O que fazer 1
As afirmações a seguir estão de acordo com a crônica sobre o braço quebrado? (a) Os netos desenharam no gesso. (b) A tampa da garrafa térmica é desrosqueada com o braço engessado. (c) As costas são enxugadas com a pessoa se esfregando contra a toalha na parede. Responda sim ou não a cada uma e cite, entre aspas, as palavras do texto que decidem.
O que fazer 2
Reescreva o trecho da crônica sobre o braço quebrado que vai de "Com um braço só, porém" a "um tosco Chaplin.", substituindo "garrafa térmica" por "jarra".
O que fazer 3
Dê continuidade à crônica sobre o braço quebrado a partir da frase final.

══ Texto selecionado

Imagem ilustrativa da imagem Com um braço só
| Foto: Dalva Vidotte/Divulgação



Quebrei o braço, os netos desenharam no gesso e pensei com os botões: eles estão na idade em que nem pensam no tempo, tesouro a ser apenas gasto, enquanto eu cheguei à idade em que, por ter muito mais ontem que amanhã, valorizamos cada momento. Até mesmo o momento de um tombo, a igualar crianças e idosos no conhecimento dos limites: é caindo que aprendemos, né – a criança aprendendo a ousar, o idoso aprendendo a ter cuidado...
Com um braço só, porém vou descobrindo como somos inventivos em criar alternativas. Puxar com os dentes a manga do pullover no outro braço. Abraçar a garrafa térmica, com o braço engessado, para desrosquear a tampa com o braço bom. Enxugar as costas se esfregando contra a toalha na parede. Assim vou me sentindo um tosco Chaplin.

════
══ Dados registrados

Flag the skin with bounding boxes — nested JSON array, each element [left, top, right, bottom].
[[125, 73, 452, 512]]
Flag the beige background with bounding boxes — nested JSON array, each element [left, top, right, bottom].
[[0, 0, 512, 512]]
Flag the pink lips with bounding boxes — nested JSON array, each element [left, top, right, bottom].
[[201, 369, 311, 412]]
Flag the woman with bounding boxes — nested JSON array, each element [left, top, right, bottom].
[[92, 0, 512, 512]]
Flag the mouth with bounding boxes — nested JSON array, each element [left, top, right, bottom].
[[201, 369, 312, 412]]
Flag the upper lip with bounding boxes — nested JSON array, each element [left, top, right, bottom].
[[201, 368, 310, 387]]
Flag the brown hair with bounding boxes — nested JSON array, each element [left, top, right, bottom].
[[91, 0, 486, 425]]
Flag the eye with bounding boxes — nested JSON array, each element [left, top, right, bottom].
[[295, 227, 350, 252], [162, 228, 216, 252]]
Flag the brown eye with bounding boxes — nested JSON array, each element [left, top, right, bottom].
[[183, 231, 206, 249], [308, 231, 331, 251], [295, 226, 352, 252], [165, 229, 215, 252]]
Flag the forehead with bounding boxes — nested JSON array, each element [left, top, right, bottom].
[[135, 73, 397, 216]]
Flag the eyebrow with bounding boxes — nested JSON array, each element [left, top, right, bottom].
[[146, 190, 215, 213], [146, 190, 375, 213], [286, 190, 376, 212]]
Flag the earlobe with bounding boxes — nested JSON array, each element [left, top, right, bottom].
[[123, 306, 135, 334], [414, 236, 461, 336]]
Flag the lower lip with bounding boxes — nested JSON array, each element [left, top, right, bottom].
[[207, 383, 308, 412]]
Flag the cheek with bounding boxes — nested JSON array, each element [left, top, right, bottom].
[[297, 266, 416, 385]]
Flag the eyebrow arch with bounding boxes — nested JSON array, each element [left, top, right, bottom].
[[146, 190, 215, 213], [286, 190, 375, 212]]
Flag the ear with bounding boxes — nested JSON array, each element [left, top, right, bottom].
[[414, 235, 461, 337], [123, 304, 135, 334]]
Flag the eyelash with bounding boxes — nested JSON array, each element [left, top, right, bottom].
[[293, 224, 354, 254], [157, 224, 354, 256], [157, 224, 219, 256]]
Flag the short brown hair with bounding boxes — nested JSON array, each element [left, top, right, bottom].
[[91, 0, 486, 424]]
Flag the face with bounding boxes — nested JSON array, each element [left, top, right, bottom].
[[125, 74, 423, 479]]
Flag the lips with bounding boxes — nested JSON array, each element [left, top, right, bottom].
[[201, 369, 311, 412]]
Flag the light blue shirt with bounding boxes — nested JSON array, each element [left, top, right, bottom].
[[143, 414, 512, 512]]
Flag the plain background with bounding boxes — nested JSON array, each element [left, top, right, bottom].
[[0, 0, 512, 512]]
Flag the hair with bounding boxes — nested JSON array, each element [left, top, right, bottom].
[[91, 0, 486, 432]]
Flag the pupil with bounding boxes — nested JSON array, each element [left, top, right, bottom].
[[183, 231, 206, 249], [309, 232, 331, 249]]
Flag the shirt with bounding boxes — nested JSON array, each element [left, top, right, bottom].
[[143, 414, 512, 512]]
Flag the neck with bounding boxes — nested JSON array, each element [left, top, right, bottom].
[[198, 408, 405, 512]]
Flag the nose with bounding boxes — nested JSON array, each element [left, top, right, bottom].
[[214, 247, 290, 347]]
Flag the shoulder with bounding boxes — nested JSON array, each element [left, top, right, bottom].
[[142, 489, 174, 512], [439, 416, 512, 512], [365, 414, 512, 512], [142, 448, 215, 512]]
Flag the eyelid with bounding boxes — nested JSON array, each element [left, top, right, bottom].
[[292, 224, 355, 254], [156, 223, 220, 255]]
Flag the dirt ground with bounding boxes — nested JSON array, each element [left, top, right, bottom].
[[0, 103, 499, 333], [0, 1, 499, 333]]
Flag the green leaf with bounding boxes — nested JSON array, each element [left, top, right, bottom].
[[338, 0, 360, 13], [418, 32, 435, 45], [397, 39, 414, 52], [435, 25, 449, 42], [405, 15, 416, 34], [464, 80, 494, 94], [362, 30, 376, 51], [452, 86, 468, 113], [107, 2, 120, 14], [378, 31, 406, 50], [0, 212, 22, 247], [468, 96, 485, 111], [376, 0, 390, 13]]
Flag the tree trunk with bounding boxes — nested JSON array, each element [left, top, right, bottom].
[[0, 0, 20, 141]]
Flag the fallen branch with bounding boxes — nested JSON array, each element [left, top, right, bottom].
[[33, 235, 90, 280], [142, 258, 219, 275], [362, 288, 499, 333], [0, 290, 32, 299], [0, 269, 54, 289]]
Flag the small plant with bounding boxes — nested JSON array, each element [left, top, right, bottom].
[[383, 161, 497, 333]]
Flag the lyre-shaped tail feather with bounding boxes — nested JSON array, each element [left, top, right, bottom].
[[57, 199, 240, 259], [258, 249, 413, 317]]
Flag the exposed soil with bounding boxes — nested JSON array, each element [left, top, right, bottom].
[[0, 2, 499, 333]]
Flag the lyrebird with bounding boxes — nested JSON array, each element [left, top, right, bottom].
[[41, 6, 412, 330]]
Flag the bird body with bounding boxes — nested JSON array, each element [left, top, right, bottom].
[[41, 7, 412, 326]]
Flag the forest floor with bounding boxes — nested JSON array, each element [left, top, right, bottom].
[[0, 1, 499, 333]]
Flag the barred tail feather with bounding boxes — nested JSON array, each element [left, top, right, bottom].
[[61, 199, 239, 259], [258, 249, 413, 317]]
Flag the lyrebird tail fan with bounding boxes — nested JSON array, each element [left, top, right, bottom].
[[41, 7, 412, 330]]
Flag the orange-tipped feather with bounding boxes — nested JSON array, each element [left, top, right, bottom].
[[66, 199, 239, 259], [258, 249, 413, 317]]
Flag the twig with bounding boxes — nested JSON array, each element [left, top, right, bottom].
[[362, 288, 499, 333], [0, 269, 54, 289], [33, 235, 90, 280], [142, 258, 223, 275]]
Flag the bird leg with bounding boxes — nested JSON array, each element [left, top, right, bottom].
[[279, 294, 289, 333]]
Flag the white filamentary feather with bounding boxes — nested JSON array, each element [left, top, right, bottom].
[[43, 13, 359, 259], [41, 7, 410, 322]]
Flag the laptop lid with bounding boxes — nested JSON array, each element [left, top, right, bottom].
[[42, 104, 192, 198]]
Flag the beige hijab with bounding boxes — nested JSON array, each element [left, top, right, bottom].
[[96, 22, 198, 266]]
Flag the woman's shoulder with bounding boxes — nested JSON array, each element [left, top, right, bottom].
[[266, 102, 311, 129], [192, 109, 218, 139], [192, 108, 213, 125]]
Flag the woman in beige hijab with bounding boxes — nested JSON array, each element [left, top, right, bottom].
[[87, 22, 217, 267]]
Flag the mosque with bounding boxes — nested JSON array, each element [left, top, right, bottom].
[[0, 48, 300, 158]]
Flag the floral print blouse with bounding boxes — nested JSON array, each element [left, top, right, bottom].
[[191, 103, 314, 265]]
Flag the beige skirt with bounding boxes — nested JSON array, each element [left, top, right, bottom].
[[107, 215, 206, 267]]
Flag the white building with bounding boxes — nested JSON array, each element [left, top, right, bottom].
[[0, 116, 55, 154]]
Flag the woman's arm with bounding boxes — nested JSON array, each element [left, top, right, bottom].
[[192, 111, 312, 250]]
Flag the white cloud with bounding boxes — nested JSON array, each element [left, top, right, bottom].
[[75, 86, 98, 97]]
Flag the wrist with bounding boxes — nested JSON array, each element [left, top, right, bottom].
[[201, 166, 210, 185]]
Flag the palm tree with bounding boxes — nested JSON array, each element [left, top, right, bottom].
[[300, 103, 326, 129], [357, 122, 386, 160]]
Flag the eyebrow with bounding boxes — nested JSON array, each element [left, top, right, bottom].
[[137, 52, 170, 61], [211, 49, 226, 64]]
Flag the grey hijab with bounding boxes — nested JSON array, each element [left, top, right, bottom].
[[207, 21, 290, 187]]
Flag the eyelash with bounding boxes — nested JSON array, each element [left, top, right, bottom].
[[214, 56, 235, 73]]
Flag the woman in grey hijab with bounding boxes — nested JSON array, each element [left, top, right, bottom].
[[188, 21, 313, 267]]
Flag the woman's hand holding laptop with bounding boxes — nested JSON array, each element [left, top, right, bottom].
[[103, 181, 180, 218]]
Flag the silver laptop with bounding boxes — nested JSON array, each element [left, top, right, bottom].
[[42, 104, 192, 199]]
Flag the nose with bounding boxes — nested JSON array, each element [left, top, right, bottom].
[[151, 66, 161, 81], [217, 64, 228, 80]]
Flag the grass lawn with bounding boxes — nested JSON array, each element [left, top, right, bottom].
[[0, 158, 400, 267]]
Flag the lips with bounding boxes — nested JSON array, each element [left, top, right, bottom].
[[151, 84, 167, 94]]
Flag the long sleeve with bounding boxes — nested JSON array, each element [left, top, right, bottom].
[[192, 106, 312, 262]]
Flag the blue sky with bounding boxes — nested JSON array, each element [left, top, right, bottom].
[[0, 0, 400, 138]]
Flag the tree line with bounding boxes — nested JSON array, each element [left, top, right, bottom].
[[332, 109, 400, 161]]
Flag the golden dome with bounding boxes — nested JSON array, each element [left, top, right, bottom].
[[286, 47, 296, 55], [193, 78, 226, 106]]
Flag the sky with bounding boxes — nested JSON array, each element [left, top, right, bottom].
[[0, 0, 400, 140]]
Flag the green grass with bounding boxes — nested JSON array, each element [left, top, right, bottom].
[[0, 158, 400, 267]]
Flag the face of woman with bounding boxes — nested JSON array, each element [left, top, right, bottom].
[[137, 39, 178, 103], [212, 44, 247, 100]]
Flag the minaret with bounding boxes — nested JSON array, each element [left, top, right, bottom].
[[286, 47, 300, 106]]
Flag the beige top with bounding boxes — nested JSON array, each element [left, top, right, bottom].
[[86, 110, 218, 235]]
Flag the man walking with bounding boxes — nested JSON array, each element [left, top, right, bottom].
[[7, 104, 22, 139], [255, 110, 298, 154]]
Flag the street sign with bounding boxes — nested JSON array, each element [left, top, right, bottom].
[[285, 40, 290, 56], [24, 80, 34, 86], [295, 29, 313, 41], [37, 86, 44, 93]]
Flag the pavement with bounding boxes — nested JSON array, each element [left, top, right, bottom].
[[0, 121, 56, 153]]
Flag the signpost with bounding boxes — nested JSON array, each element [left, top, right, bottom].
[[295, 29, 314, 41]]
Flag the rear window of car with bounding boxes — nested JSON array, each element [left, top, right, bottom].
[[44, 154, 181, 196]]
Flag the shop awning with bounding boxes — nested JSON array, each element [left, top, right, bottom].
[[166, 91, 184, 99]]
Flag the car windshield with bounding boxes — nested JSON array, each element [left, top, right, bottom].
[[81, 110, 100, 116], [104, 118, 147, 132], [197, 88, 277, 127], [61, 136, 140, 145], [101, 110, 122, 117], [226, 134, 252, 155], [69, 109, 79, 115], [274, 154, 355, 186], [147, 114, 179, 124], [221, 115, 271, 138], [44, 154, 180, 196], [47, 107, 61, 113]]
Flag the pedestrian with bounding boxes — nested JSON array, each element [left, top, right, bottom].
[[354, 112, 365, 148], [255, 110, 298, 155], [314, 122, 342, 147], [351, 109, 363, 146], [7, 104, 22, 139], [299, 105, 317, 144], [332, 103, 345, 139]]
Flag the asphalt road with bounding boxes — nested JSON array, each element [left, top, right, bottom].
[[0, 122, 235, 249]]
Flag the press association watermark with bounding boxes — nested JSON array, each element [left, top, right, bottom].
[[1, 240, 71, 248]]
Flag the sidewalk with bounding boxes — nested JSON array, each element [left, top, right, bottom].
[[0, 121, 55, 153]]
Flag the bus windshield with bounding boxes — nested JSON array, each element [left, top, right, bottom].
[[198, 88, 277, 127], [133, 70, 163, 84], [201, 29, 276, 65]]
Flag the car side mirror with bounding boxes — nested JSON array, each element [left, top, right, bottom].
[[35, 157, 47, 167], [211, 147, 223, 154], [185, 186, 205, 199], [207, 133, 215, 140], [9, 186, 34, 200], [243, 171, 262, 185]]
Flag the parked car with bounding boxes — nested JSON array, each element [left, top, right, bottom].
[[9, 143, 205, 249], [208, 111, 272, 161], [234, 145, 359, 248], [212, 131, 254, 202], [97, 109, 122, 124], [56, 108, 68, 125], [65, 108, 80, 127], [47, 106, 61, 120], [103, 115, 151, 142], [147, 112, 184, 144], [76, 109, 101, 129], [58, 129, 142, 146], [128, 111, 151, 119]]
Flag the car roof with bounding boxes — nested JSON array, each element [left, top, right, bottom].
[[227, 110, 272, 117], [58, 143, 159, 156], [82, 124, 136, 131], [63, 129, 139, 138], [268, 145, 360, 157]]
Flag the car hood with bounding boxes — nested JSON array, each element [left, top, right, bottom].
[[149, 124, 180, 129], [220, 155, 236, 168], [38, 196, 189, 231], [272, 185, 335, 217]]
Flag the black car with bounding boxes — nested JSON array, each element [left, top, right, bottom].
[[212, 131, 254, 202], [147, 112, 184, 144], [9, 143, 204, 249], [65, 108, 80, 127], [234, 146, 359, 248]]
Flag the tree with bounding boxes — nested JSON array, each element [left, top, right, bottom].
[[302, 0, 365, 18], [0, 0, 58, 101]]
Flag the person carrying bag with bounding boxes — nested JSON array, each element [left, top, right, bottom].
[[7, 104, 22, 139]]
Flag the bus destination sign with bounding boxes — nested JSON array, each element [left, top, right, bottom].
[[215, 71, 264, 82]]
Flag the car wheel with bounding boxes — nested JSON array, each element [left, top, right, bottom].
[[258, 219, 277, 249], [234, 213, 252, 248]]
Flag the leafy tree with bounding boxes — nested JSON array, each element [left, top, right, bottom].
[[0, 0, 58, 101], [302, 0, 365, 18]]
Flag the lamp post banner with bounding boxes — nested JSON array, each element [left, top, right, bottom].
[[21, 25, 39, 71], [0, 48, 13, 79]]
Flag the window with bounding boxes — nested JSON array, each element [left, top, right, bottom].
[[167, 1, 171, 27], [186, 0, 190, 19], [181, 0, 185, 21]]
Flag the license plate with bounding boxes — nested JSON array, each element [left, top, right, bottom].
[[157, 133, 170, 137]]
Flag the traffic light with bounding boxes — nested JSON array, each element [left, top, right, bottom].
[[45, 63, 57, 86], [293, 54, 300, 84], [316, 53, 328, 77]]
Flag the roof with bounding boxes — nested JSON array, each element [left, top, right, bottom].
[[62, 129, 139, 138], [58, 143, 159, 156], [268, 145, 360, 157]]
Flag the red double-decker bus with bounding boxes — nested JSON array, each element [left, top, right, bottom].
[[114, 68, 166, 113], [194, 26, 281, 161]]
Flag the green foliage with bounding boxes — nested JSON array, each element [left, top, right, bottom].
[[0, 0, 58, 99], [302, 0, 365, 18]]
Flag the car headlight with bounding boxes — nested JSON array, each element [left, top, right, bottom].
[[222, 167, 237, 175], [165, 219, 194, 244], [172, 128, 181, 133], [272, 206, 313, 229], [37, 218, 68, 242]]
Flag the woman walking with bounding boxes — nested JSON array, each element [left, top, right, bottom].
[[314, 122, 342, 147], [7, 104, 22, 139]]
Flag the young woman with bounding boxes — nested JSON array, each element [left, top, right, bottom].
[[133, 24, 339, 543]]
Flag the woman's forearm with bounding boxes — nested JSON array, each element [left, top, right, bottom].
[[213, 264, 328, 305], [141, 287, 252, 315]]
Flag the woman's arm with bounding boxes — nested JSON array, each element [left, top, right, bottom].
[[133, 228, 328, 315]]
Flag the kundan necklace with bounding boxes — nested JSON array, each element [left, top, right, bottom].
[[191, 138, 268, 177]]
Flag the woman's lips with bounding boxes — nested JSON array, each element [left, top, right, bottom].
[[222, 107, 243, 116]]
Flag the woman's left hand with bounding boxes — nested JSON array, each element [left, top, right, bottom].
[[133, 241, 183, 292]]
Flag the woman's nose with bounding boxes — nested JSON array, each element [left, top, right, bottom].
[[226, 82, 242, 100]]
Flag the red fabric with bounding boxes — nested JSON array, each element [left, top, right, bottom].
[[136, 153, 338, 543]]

════

Sua resposta 1
(a) Sim: "os netos desenharam no gesso".
(b) Não: "para desrosquear a tampa com o braço bom".
(c) Sim: "Enxugar as costas se esfregando contra a toalha na parede".

Sua resposta 2
Com um braço só, porém vou descobrindo como somos inventivos em criar alternativas. Puxar com os dentes a manga do pullover no outro braço. Abraçar a jarra, com o braço engessado, para desrosquear a tampa com o braço bom. Enxugar as costas se esfregando contra a toalha na parede. Assim vou me sentindo um tosco Chaplin.

Sua resposta 3
Entretanto achei tempo para limpar meus documentos no computador, rever álbuns de fotos, ligar para amigos, fazer pequenas coisas que só fazendo descubro que faziam grande falta. Estou mesmo começando a achar que somos incompletos até quebrar algum osso.
Chato é aguentar todo mundo perguntando o que foi, quebrou o braço?
- Não, é que vou a baile a fantasia num hospital.
- Quebrei não, ele quebrou sozinho.
- O Donald Trump me apertou a mão.
Claro que não dou nenhuma dessas respostas, só digo que foi um tombo à toa e não quebrou, só trincou (aí as pessoas fazem cara de alívio, o que não diminui o número de dias engessado, serão três semanas). Reclamei ao médico, ele falou que não pode fazer nada:
- Podia ser em menos tempo se os ossos fossem moles, mas desconfio que aí a gente não parava em pé, né?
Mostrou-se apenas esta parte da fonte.